Параллель с Жуковским дает почувствовать общий характер поэтической мысли в первом варианте стихотворения: изначально в нем не было второго лица и обращения к нему – был человек вообще, просто человек, который умирает, и авторское Я в его соприкосновении со смертью как таковой. Все попытки толкования этих трех строф с опорой на «имя твое повторить», все гадания о том, чье же это могло быть имя, не имеют оснований в тексте и потому кажутся не вполне корректными[184]. Да, впечатления от смерти матери могли здесь отозваться, как и потрясенность смертью Пушкина, которую Мандельштам как будто бы видел въяве и описал как свидетель в «Скрябине и христианстве», но все впечатления, и эти и другие, обретя здесь поэтическую форму, переплавились в самое общее художественное высказывание. Понятно, что в самой природе лирики это заложено – превращать личное во всеобщее, но мы говорим о теме: не чья-то смерть конкретно, а смерть в ее онтологическом измерении – тема этих стихов; для сравнения напомним, что непосредственным откликом на смерть матери было стихотворение «Эта ночь непоправима…» 1916 года, где на символическом фоне «ворот Ерусалима» описано единичное событие: «В светлом храме иудеи / Хоронили мать мою». Так что пример «русской латыни», которым Мандельштам так дорожил и на котором долго настаивал, находится в гармонии со всем смысловым строем нашего стихотворения.
- - -
_ЗАДАНИЕ A_.
Какое стихотворение, согласно фрагменту о стихах Мандельштама, было непосредственным откликом на смерть матери?
Фрагмент и листинг никак между собой не связаны.
- - -
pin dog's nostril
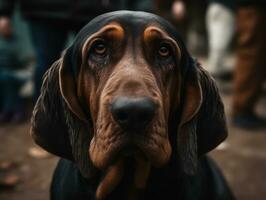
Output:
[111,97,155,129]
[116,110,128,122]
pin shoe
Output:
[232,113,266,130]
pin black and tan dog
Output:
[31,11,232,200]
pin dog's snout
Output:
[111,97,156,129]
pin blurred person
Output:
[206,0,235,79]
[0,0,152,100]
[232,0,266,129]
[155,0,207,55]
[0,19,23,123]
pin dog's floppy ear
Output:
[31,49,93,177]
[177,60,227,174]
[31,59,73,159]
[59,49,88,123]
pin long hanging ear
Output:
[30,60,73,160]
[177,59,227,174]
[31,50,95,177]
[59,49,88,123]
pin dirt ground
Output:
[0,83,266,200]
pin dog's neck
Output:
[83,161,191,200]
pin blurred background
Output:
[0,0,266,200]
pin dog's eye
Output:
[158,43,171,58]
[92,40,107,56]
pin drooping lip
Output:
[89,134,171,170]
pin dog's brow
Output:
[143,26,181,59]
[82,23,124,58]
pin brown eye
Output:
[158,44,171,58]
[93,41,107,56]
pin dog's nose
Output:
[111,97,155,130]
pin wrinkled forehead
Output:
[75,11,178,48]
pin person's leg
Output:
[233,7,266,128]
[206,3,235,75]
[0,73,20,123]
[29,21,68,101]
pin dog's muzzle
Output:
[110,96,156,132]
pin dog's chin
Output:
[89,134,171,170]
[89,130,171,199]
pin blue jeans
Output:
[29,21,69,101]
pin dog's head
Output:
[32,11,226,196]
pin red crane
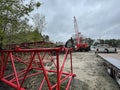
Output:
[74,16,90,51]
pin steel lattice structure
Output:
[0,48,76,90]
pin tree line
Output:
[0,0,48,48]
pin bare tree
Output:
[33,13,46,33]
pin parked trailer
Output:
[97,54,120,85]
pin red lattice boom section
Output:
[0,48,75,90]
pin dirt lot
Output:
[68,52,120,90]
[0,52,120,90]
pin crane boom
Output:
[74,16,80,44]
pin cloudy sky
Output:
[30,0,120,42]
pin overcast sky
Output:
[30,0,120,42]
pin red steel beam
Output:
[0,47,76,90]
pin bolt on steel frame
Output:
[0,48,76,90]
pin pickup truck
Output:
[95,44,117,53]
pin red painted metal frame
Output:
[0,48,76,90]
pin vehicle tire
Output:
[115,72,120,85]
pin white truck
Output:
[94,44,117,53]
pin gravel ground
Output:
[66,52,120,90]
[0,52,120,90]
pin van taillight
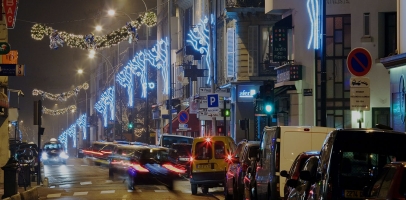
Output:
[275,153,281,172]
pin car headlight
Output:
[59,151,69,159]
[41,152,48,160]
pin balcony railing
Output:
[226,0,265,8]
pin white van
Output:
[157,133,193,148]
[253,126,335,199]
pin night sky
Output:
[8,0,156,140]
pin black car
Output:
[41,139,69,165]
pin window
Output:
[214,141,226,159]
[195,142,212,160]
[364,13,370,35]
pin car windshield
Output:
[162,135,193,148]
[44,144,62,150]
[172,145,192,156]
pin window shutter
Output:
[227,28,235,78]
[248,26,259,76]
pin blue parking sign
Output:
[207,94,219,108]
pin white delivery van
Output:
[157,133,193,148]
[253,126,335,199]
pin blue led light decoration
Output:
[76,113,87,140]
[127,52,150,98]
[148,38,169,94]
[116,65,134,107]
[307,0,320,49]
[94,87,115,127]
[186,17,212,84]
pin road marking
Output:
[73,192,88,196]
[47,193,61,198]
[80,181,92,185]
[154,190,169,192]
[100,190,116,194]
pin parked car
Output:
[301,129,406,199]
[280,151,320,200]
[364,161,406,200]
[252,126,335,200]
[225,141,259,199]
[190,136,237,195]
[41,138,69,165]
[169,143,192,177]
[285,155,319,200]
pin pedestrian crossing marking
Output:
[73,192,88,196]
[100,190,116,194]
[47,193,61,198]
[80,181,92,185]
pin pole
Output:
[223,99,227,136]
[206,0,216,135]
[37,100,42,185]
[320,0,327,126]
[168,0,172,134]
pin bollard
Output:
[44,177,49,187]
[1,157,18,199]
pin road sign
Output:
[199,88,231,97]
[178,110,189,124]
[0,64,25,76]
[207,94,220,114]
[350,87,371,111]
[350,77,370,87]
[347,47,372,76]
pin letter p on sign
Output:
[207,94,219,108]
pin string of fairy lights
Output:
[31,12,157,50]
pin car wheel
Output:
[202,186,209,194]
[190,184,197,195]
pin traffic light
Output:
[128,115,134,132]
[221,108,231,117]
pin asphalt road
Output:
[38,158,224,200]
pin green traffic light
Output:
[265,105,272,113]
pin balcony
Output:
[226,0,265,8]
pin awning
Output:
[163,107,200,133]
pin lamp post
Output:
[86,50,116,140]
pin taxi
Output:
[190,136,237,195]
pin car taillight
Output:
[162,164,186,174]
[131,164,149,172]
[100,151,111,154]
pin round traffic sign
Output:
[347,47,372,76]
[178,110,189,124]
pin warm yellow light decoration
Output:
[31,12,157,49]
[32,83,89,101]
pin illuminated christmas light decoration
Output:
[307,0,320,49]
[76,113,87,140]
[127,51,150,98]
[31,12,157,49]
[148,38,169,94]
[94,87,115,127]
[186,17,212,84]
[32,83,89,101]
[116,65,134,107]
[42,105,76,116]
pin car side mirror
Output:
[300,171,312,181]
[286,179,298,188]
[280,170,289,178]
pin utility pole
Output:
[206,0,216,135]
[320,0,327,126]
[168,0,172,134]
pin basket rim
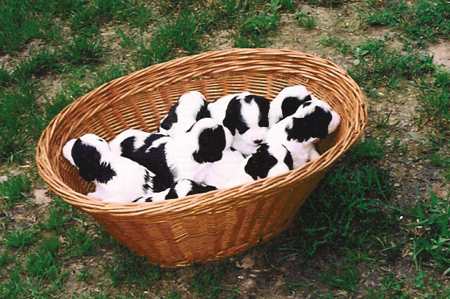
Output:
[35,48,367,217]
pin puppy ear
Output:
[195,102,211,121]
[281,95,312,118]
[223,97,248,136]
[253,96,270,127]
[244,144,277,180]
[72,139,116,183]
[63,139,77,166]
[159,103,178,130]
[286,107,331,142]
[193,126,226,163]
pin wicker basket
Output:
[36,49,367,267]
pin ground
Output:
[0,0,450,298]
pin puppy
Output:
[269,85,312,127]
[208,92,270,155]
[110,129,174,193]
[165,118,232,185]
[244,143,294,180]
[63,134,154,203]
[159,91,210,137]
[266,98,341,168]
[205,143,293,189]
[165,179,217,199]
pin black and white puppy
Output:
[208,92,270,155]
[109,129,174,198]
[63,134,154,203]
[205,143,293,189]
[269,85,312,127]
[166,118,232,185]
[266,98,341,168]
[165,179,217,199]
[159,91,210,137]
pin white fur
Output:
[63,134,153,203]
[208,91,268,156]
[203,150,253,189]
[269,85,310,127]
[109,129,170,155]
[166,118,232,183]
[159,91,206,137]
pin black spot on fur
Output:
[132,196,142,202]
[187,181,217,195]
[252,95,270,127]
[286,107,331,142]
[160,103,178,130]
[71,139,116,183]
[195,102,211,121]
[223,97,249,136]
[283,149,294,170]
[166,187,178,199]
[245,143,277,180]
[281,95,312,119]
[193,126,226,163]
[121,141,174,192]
- - -
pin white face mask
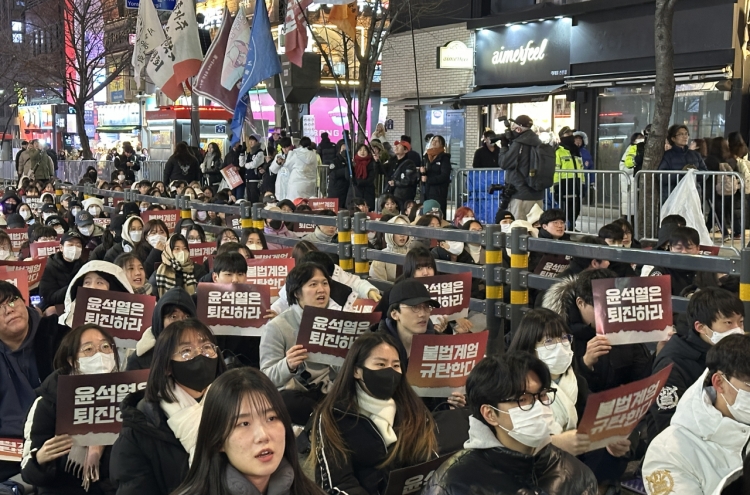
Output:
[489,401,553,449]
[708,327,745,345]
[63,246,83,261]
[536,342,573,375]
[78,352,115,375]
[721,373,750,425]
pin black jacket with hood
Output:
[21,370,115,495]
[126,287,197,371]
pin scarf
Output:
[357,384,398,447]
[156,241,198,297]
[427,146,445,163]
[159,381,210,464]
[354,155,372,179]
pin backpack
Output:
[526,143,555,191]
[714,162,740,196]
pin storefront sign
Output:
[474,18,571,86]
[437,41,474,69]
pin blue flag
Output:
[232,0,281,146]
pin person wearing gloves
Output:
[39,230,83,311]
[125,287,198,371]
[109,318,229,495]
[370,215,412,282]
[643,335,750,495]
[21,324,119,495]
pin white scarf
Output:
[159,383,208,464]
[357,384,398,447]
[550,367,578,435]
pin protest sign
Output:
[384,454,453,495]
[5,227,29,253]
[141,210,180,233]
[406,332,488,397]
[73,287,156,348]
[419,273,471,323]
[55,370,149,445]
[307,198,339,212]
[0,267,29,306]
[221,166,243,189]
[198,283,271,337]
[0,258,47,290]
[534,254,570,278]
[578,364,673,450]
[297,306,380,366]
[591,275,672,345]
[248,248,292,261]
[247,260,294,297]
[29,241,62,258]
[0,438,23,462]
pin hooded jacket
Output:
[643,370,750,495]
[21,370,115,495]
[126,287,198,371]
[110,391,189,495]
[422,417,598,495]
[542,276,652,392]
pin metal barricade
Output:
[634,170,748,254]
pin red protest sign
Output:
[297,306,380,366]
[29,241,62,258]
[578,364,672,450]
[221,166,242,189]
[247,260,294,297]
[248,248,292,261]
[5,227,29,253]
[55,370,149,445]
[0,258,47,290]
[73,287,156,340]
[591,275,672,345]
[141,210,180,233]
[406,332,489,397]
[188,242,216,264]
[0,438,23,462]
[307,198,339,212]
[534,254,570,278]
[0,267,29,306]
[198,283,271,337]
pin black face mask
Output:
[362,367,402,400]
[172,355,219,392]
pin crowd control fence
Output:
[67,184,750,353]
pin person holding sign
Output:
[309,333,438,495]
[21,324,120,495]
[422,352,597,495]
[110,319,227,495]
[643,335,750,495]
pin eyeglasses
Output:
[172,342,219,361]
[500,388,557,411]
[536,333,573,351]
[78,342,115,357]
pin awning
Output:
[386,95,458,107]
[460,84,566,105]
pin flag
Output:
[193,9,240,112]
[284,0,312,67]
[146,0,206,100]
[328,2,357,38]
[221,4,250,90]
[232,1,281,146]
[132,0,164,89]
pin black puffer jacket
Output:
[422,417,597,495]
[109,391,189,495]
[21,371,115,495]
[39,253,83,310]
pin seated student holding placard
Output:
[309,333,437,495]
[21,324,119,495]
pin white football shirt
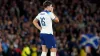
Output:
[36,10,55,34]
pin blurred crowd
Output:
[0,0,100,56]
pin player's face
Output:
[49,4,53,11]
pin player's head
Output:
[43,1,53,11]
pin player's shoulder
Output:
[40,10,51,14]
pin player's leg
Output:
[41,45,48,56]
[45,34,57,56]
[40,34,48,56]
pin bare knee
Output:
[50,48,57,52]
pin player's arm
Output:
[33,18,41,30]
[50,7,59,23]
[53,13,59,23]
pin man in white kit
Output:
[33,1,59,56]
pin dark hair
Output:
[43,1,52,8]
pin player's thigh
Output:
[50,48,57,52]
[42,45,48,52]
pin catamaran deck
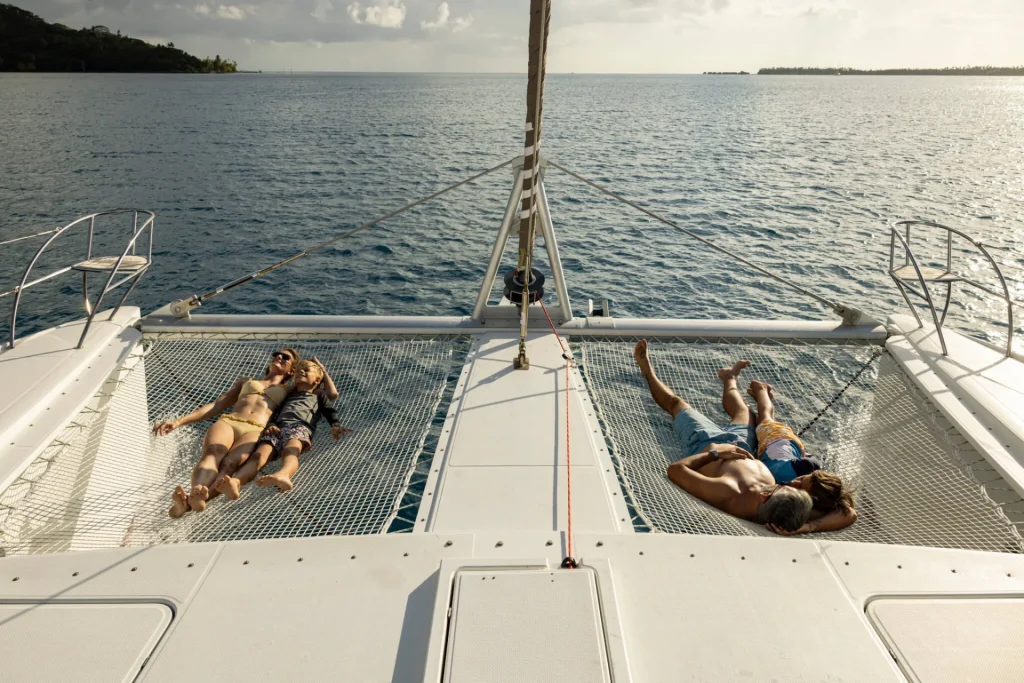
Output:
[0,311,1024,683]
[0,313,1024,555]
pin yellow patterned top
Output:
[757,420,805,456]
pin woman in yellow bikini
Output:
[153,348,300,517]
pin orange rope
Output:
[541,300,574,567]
- - -
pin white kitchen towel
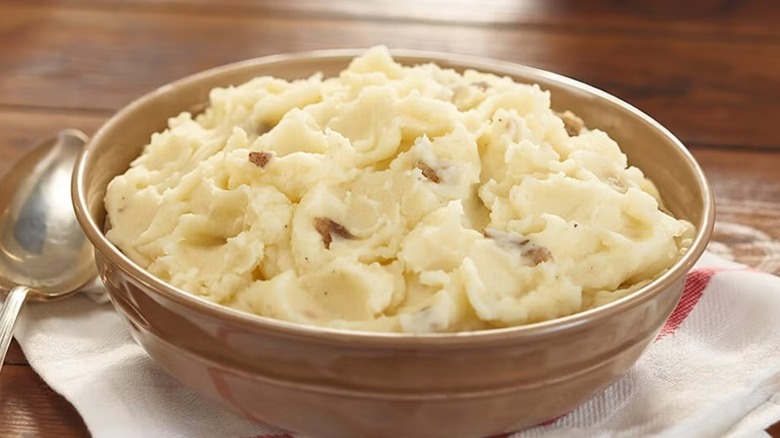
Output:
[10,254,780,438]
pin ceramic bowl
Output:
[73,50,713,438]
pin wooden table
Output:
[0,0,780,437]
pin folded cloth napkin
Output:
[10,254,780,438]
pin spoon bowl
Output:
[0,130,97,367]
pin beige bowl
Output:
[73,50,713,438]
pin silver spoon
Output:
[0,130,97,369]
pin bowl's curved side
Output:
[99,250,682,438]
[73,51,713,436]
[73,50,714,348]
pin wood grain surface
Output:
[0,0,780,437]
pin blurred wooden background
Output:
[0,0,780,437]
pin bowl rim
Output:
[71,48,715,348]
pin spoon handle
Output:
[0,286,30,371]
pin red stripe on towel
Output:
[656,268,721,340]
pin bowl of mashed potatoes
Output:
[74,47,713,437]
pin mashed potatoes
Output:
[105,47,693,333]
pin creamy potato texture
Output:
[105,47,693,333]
- - -
_ЗАДАНИЕ B_.
Перепишите строки листинга, начиная со строки с «pin dog's muzzle» и заканчивая строкой с «[0,48,75,90]» включительно. Замените в них «red» на «orange», остальное оставьте без изменений, изображения не включайте.

_ПРАВИЛЬНЫЙ ОТВЕТ A_.
Стихотворение «Эта ночь непоправима…» 1916 года.

_ПРАВИЛЬНЫЙ ОТВЕТ B_.
pin dog's muzzle
Output:
[110,96,156,132]
pin dog's chin
Output:
[89,134,171,170]
[89,130,171,199]
pin blue jeans
Output:
[29,21,69,101]
pin dog's head
Output:
[32,11,226,196]
pin orange crane
Output:
[74,16,90,51]
pin steel lattice structure
Output:
[0,48,76,90]
pin tree line
Output:
[0,0,48,48]
pin bare tree
Output:
[33,13,46,33]
pin parked trailer
Output:
[97,54,120,85]
pin orange lattice boom section
Output:
[0,48,75,90]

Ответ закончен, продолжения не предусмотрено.